::: Dataset records :::

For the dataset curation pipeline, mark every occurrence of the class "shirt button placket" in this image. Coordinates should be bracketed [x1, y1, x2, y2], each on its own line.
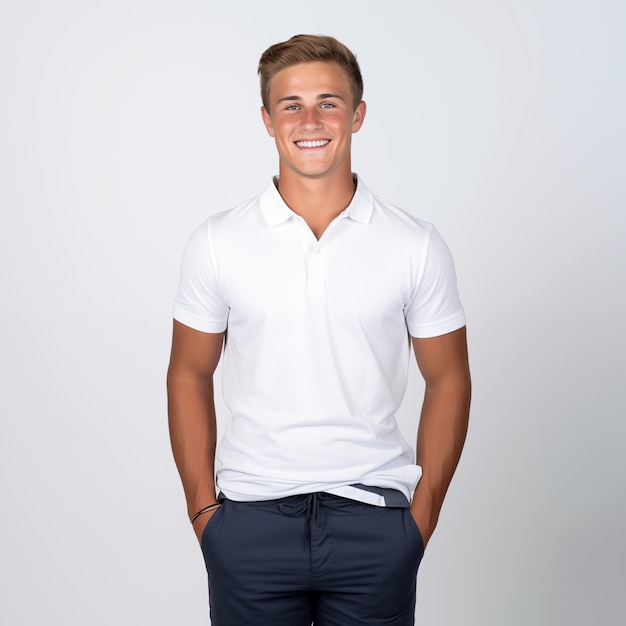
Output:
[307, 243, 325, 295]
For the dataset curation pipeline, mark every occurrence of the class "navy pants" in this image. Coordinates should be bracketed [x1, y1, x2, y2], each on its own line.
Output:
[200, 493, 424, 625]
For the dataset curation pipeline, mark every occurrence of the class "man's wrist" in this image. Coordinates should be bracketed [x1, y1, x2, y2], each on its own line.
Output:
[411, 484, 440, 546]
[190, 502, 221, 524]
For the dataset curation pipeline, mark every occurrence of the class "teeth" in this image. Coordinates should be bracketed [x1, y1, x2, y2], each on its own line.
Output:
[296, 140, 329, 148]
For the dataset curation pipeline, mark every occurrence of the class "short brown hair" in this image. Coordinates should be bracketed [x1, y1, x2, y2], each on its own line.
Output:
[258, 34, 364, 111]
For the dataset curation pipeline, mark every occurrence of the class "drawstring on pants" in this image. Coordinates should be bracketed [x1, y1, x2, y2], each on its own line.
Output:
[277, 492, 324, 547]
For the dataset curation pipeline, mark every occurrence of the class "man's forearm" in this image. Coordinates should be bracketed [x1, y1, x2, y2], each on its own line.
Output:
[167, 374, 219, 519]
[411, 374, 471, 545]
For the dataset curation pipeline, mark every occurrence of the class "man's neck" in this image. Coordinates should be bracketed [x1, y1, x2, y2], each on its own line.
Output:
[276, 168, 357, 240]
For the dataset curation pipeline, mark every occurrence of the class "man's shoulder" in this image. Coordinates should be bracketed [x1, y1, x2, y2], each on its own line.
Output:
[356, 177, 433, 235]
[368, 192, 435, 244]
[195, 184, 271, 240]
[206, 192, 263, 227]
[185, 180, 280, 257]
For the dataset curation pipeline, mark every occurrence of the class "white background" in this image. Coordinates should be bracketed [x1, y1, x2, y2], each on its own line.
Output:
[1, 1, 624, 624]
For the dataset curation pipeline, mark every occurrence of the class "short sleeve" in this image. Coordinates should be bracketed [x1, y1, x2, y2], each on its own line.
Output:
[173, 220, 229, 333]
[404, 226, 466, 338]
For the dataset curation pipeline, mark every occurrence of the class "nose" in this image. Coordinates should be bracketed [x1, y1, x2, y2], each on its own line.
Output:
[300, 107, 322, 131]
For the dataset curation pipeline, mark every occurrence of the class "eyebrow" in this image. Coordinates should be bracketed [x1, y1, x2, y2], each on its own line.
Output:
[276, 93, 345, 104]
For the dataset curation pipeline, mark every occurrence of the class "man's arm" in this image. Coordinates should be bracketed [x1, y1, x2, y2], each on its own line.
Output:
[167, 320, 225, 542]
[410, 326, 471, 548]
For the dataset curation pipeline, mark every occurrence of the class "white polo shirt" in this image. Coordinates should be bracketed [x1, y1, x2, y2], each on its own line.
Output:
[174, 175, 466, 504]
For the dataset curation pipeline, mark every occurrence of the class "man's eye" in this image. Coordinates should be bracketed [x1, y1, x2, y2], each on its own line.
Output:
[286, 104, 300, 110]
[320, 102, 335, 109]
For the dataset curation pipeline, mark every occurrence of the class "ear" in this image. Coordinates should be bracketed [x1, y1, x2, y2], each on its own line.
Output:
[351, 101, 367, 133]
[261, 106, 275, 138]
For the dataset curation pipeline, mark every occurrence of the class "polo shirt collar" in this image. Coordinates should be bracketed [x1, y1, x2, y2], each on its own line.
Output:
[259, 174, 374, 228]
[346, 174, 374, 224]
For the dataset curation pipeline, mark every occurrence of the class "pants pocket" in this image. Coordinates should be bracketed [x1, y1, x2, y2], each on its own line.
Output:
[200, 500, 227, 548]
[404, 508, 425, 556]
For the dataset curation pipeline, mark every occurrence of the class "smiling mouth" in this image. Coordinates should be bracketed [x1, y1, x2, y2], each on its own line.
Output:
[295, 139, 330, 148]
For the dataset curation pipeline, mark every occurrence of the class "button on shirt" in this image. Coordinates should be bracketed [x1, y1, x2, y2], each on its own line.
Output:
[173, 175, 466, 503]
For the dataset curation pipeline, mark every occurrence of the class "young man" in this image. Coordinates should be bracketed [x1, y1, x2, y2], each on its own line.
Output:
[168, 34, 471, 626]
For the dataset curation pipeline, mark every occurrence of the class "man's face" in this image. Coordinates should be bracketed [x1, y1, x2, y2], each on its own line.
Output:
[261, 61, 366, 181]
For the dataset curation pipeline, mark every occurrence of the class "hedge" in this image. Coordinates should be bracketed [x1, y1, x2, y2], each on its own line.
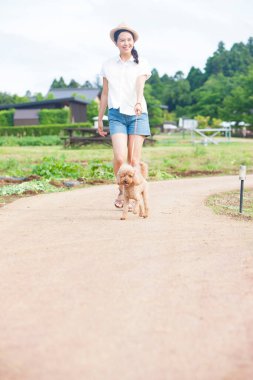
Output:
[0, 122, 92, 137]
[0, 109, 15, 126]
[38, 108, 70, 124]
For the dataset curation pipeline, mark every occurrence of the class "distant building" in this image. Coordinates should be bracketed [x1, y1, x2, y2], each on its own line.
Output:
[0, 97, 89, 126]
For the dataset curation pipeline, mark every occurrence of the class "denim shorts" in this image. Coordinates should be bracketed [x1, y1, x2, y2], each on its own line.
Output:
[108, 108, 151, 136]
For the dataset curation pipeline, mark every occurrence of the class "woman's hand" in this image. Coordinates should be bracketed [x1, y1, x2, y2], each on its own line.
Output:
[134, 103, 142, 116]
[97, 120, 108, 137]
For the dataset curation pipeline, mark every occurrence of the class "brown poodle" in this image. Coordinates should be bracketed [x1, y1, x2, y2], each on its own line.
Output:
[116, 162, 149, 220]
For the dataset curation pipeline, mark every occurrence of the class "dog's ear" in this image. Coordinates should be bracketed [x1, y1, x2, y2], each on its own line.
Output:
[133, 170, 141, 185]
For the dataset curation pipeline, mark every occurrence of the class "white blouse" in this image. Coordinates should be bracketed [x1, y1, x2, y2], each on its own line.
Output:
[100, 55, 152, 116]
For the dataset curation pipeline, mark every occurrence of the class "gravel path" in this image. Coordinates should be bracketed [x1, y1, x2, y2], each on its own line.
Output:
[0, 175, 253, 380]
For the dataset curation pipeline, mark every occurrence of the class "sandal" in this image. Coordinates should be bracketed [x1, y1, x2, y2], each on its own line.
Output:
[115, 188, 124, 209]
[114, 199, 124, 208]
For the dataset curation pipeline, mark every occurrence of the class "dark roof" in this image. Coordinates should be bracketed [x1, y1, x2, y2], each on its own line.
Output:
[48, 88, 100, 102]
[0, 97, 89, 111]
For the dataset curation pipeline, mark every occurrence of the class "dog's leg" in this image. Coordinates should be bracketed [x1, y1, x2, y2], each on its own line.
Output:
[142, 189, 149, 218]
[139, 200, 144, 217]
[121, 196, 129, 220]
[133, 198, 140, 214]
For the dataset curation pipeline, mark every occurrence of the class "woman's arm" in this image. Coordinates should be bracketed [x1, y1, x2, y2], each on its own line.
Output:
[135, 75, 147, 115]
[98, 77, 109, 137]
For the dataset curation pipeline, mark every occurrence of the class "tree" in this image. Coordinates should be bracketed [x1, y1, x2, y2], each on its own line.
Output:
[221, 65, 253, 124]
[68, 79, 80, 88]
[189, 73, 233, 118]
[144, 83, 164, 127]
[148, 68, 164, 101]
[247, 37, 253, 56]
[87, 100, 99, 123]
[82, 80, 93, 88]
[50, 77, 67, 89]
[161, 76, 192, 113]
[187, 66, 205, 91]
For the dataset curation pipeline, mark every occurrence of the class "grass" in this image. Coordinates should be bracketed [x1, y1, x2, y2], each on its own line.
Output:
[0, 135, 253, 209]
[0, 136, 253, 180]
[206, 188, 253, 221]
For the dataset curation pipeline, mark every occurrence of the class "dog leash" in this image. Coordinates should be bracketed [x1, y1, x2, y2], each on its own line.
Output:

:::

# What to do
Please set down the records exactly, and keep every image out of the copy.

# Response
For the dataset curation pipeline, mark every occurrence of the class "shirt button placket" in this image. Coordinates should be bracketed [x1, y1, x2, y2], each on its own line.
Output:
[307, 243, 325, 295]
For the dataset curation pipeline, mark every occurrence of the class "navy pants" in this image. Coordinates should be bracketed [x1, y1, x2, y2], each on its own line.
Output:
[200, 493, 424, 625]
For the dataset curation pipeline, mark every occurrence of the class "man's wrist" in this image. Coordinates should be bracketed [x1, y1, x2, y2], each on its own line.
Output:
[411, 484, 440, 546]
[190, 502, 221, 524]
For the dataset curation pipeline, mark every occurrence of the class "teeth" in this image. Coordinates should be bracketed [x1, y1, x2, y2], each on its own line.
Output:
[296, 140, 329, 148]
For the dataset curation pipeline, mark every occurrence of the class "short brown hair" in this image. Coordinates should be bracketed [x1, y1, x2, y2], each on its own line.
Output:
[258, 34, 364, 111]
For the dataset curation pipeline, mark every occurrence of the class "drawstring on pants" in this image. Coordinates should be bracketed [x1, y1, x2, y2], each on its own line.
Output:
[277, 492, 324, 547]
For the dataset curation pipeline, mark every occurrence of the class "man's forearm" in this image. Coordinates should be bracketed [x1, y1, x2, y2], each on its own line.
Output:
[167, 374, 219, 519]
[411, 374, 471, 545]
For the dataset curation pipeline, mark every occurrence of the class "man's neck" in this image. Coordinates should be bracketed [x1, y1, x2, y2], each on its own line.
Output:
[276, 168, 357, 240]
For the dataset curation pipeline, mark every occurrence of the class "man's shoulder" in this image. Coordinates should be bracketed [x1, y1, x2, y2], each on its own line.
Output:
[356, 177, 433, 235]
[368, 192, 435, 244]
[195, 184, 271, 240]
[206, 192, 263, 227]
[185, 180, 280, 257]
For the dataset curation pipeline, mark every occurrence of the class "white background" in this image. Coordinates should be bracketed [x1, y1, x2, y2], each on its own line.
Output:
[1, 1, 624, 624]
For the dataset curation pipeline, mark every occurrence of the class "short sleeve" in this image. Coordinates should be bracketed [x1, y1, x2, y2], each on its own line.
Output:
[173, 220, 229, 333]
[404, 226, 466, 338]
For the dataset curation pipeline, mark every occurrence of the class "nose" in this image. Coordinates should be bracketed [x1, y1, x2, y2], each on its own line.
Output:
[300, 107, 322, 131]
For the dataset curation pipeline, mark every occurrence of the class "eyebrow" in this image. Coordinates should be bracketed [x1, y1, x2, y2], each on its own line.
Output:
[276, 93, 345, 104]
For the dataset curation pipeline, mark every occurrence of the class "man's arm" in this image. Coordinates should be bracketed [x1, y1, x2, y2], each on its own line.
Output:
[167, 320, 225, 542]
[410, 326, 471, 548]
For the dataset curation pipeline, mark every occurrence of the class "white polo shirt" in this image. Coordinates should be bracketed [x1, y1, x2, y2], each on its own line.
Output:
[174, 175, 466, 504]
For the dataset curation pipeline, mark every occurrence of the class "man's eye" in this image. Coordinates should be bracketed [x1, y1, x2, y2], each on its own line.
Output:
[286, 104, 300, 110]
[320, 102, 335, 109]
For the dataset curation pipeline, mark every occurrence of the class "ear" in this image. Coordinates should be bracketed [x1, y1, x2, y2], each on its own line.
Output:
[351, 101, 367, 133]
[261, 106, 275, 138]
For the dataset curation pipeline, mark every occurrence of the class "polo shirt collar" in this image. Coordinates should be bracketed [x1, y1, x2, y2], each on its own line.
Output:
[259, 174, 374, 228]
[346, 174, 374, 224]
For the dataset curation pipeline, mark every occurrence of the class "pants pocket" in this image. Coordinates should be bracketed [x1, y1, x2, y2], each on its own line.
Output:
[200, 500, 227, 548]
[404, 508, 425, 556]
For the dataset curation pipeline, mark every occurrence of the class "smiling mouth" in this image. Coordinates should be bracketed [x1, y1, x2, y2], each on its own line.
Output:
[295, 139, 330, 148]
For the dataset curation pipeline, mark every occurrence of the class "button on shirt" in this image. Coordinates should be bracketed [x1, y1, x2, y2], each on its own line.
Output:
[173, 175, 466, 503]
For the dataset curation pipeline, mark every occurrence of the class "young man" in this image. Coordinates should be bracketed [x1, y1, x2, y2], each on its own line.
Output:
[168, 34, 471, 626]
For the dataset curation pipeline, mark every occurrence of the class "man's face" in this image. Coordinates should be bracketed [x1, y1, x2, y2], each on its own line.
Output:
[261, 61, 366, 181]
For the dataset curation pipeline, mark every occurrence of the class "hedge" in this image. Coordinates should be bracketed [x1, y1, x2, y2], each on its own line.
Output:
[0, 122, 92, 137]
[0, 109, 15, 126]
[38, 108, 70, 124]
For the dataset curation pipeline, mark every occurrence of the class "distant building" in this image. Coordinates should be bracketed [x1, y1, x2, y2], each on its own line.
Output:
[0, 97, 89, 126]
For the dataset curation pipeline, mark every occurrence of the class "denim shorts" in this image. Coordinates should be bracketed [x1, y1, x2, y2], each on its own line.
Output:
[108, 108, 151, 136]
For the dataset curation pipeline, mark every occurrence of the class "woman's hand" in this image. Coordinates should be bracketed [x1, y1, x2, y2], each on its own line.
Output:
[134, 103, 142, 116]
[97, 120, 108, 137]
For the dataset curation pipeline, mark every occurrence of the class "brown poodle" in this image. Coordinates should be bracketed [x1, y1, x2, y2], each on its own line.
Output:
[116, 162, 149, 220]
For the dataset curation pipeline, mark every occurrence of the class "dog's ear" in this image. Coordinates should be bracketed [x1, y1, x2, y2], each on its own line.
Output:
[133, 170, 141, 185]
For the dataset curation pipeline, mark every occurrence of the class "white blouse" in this image. Coordinates should be bracketed [x1, y1, x2, y2], each on its own line.
Output:
[100, 55, 152, 116]
For the dataset curation pipeline, mark every occurrence of the class "gravel path" in this image. Coordinates should be bracketed [x1, y1, x2, y2], each on its own line.
Output:
[0, 175, 253, 380]
For the dataset curation pipeline, mark every occurrence of the class "sandal" in this image. Coordinates should be bracketed [x1, y1, x2, y2], each on its own line.
Output:
[115, 188, 124, 209]
[114, 199, 124, 208]
For the dataset curation pipeline, mark every occurrence of the class "dark roof" in this image. Coordinates should be bracketed [x1, y1, x2, y2], each on its own line.
Output:
[48, 88, 100, 102]
[0, 97, 89, 111]
For the dataset curation pipeline, mark every occurrence of the class "dog's leg" in this image. Coordinates should be bracketed [x1, y1, x2, y2], each on its own line.
Output:
[142, 189, 149, 218]
[139, 200, 144, 217]
[121, 196, 129, 220]
[133, 198, 140, 214]
For the dataset curation pipeline, mark every occurrence of the class "woman's arm" in this image. Coordinates should be bracketed [x1, y1, x2, y2], each on its own line.
Output:
[135, 75, 147, 115]
[98, 77, 109, 137]
For the dataset curation pipeline, mark every occurrence of the class "tree" in this image. Coordinates should be bracketed [x1, y1, x2, y2], each on its own line.
Output:
[221, 65, 253, 124]
[68, 79, 80, 88]
[189, 73, 233, 118]
[144, 83, 164, 127]
[148, 68, 164, 101]
[247, 37, 253, 56]
[87, 100, 99, 123]
[82, 80, 93, 88]
[50, 77, 67, 89]
[161, 76, 192, 113]
[187, 66, 205, 91]
For the dataset curation pipeline, mark every occurrence of the class "grass" in this image. Coordinates should be bracketed [x1, y1, x2, y2], each on its own line.
Output:
[0, 135, 253, 209]
[0, 136, 253, 180]
[206, 188, 253, 221]
For the dataset curation pipeline, mark every occurrence of the class "dog leash" in this image. Coordinates should be bracketed [x1, y1, x2, y2], each on its own line.
Output:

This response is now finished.